:: Written task ::
Repeat all of the records verbatim.

(Named object pointing entries)

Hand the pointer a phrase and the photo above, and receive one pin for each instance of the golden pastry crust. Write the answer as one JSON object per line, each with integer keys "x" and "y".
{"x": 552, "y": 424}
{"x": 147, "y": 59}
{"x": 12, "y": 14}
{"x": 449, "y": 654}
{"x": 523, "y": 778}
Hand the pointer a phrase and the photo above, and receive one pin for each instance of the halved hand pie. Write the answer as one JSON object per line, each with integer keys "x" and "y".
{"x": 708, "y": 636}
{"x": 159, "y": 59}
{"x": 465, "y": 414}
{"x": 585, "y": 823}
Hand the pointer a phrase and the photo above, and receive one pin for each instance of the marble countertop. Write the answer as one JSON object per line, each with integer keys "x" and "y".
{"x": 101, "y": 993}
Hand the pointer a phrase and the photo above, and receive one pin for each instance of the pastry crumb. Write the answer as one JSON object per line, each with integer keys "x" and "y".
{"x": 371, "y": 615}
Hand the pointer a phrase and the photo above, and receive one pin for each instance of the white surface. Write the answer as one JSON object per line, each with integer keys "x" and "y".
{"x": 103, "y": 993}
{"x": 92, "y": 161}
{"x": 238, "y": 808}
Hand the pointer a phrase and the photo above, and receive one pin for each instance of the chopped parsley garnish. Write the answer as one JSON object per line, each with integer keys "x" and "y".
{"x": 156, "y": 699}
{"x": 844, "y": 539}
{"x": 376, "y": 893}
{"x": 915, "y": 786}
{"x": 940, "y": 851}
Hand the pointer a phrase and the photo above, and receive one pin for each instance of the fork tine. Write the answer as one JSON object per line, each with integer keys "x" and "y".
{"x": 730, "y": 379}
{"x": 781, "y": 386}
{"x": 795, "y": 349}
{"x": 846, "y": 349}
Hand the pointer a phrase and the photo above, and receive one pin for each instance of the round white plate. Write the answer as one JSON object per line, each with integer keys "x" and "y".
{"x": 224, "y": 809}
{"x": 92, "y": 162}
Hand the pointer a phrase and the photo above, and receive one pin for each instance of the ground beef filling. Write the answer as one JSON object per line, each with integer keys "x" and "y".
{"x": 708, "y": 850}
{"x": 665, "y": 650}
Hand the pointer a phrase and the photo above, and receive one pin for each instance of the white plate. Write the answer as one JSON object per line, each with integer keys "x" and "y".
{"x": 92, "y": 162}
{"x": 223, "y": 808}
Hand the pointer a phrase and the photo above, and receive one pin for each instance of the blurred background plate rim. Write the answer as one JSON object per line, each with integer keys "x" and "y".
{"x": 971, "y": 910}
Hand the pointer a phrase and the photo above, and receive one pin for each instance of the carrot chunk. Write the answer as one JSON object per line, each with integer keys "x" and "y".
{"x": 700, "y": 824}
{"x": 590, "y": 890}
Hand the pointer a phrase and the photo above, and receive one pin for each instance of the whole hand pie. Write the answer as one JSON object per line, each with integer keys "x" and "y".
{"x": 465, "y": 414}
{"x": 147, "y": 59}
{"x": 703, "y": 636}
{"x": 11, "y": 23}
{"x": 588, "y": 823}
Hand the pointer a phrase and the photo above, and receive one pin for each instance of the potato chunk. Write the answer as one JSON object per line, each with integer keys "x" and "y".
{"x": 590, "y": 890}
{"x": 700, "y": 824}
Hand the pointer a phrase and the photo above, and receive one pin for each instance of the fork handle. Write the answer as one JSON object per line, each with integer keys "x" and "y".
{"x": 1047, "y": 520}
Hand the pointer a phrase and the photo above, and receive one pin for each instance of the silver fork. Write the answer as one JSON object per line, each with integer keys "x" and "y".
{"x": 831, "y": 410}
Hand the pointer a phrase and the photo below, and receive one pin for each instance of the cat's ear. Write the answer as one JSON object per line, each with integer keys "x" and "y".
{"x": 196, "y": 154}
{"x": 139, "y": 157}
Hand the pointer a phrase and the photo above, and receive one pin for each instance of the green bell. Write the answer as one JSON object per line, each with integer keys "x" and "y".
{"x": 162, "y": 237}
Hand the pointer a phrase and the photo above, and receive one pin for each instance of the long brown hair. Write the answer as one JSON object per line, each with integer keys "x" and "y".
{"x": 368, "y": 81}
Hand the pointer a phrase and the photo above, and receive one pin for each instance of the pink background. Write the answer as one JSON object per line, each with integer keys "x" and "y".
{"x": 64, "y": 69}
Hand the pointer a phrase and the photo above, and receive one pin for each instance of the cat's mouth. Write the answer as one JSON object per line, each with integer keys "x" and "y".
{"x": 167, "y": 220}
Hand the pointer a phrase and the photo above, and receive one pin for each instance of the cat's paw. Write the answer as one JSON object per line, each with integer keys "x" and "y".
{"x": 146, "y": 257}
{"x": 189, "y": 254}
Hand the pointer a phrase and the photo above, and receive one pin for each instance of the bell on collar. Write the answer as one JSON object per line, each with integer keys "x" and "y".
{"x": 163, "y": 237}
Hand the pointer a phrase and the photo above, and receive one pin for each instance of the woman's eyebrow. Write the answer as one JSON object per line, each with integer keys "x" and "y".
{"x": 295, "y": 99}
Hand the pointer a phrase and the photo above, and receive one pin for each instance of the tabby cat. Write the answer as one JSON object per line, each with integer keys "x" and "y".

:: Solution to the exercise ::
Hand the pointer a phrase and the photo above, and receive one pin for each instance of the golden pastry crust. Write the answer as one JSON object per line, each with integer keys "x" and "y".
{"x": 552, "y": 424}
{"x": 147, "y": 59}
{"x": 12, "y": 14}
{"x": 449, "y": 654}
{"x": 523, "y": 778}
Hand the pointer a phrase and the photo above, and receive one pin for each instance of the halved hand pie. Write the answer as one JSON object per line, each with integer keys "x" and "y".
{"x": 708, "y": 636}
{"x": 159, "y": 59}
{"x": 465, "y": 414}
{"x": 585, "y": 823}
Hand the pointer a phrase and the photo above, and receive one pin for each instance of the marble countertop. Write the answer as one JSON object per line, each with integer keys "x" and "y".
{"x": 101, "y": 993}
Hand the pointer a phrase and the photo above, and receive one pin for each instance of the pastry crumb. Write the answer as one JSON object per line, each with integer keys "x" and "y".
{"x": 371, "y": 615}
Hand the pointer a phrase and the photo above, and receive one pin for each instance of the white surface. Write the answer as one JSON object per line, each with integer keys "x" and "y".
{"x": 103, "y": 993}
{"x": 92, "y": 161}
{"x": 238, "y": 808}
Hand the pointer a phrase and the photo above, and receive one pin for each instance of the chopped parsley garnish. Write the answer as one JSON object per line, each with integer keys "x" and "y".
{"x": 156, "y": 699}
{"x": 844, "y": 539}
{"x": 376, "y": 893}
{"x": 915, "y": 786}
{"x": 940, "y": 851}
Hand the pointer a phrase and the photo above, and receive one pin for each instance of the fork tine. Write the answer as one JSON object per line, each with integer keys "x" and "y".
{"x": 730, "y": 379}
{"x": 781, "y": 386}
{"x": 795, "y": 349}
{"x": 846, "y": 349}
Hand the pointer a phrase and the photo above, and receive one pin for each instance of the round white plate. Write the answer as one JSON object per line, each with integer keys "x" and "y".
{"x": 224, "y": 809}
{"x": 92, "y": 162}
Hand the pointer a phrase and the photo above, and receive one pin for each instance of the ground beef filling. Write the answer as one JSON object per line, each with integer keys "x" and "y".
{"x": 708, "y": 850}
{"x": 665, "y": 650}
Hand the pointer a phrase and the photo above, and receive one pin for each instance of the white plate. Write the answer as one JSON object per line, each with integer keys "x" and "y".
{"x": 92, "y": 162}
{"x": 223, "y": 808}
Hand the pointer a phrase and the photo above, and receive one pin for each instance of the blurred background plate rim. Write the answer as one JSON object per line, each with integer keys "x" and "y".
{"x": 971, "y": 910}
Hand the pointer a phrase and the photo above, and receive one pin for each instance of the carrot chunk. Write the answer as one JSON object per line, each with integer keys "x" and "y".
{"x": 700, "y": 824}
{"x": 590, "y": 890}
Hand the pointer a phrase and the photo above, and receive one pin for each instance of the whole hand pie. Write the answer as one JSON object per line, each with integer keys "x" and "y".
{"x": 465, "y": 414}
{"x": 147, "y": 59}
{"x": 703, "y": 636}
{"x": 11, "y": 23}
{"x": 588, "y": 823}
Hand the pointer a phrase and the photo above, and receive one pin for each instance of the potato chunk. Write the answer as one JSON object per line, each with integer keys "x" and "y".
{"x": 590, "y": 890}
{"x": 700, "y": 824}
Hand the pointer a phrase and the photo above, and receive one pin for each instance of the fork handle. Write the answer as one JSON object per line, each with integer keys "x" and "y".
{"x": 1047, "y": 520}
Hand the pointer a phrase and the photo above, and receive one pin for each instance of the silver fork. Write the answer as one JSON object per line, each with integer keys "x" and "y".
{"x": 831, "y": 410}
Hand the pointer a phrase and the photo below, and receive one pin for each instance of the cat's ear. Write the answer as one JSON object per line, each with integer keys "x" and "y".
{"x": 196, "y": 154}
{"x": 139, "y": 157}
Hand the pointer a phrase and the photo above, and receive one pin for each instance of the green bell. Write the answer as one JSON object per line, each with integer keys "x" and "y".
{"x": 162, "y": 237}
Hand the pointer a phrase and the photo above, and receive one pin for each instance of the long brown hair. Write the answer as one JSON object per line, each with integer keys "x" and "y".
{"x": 368, "y": 81}
Hand the pointer a phrase and the photo above, and receive one pin for each instance of the pink background. Write the answer as one JSON object per line, each with integer keys "x" and "y".
{"x": 64, "y": 69}
Hand the pointer a phrase and the photo above, and receive one pin for each instance of the cat's mouth. Write the answer as one JSON object per line, each with integer keys "x" and "y".
{"x": 167, "y": 220}
Hand the pointer a phrase and the photo above, and receive one pin for each instance of the cat's paw. Write the answer as one JSON object per line, each with integer keys "x" and "y".
{"x": 146, "y": 257}
{"x": 189, "y": 254}
Hand the pointer a phrase and the photo above, and receive one pin for each instance of the bell on collar. Write the answer as one JSON object per line, each with integer keys "x" and "y".
{"x": 163, "y": 237}
Hand the pointer a phrase and the photo above, and receive one pin for each instance of the woman's eyebrow. Write the answer as one JSON object per line, each with integer keys "x" and "y".
{"x": 295, "y": 99}
Hand the pointer a phrase and the photo above, and receive one pin for each instance of the tabby cat. Write the answer as one JSON object per line, each with integer keys "x" and "y".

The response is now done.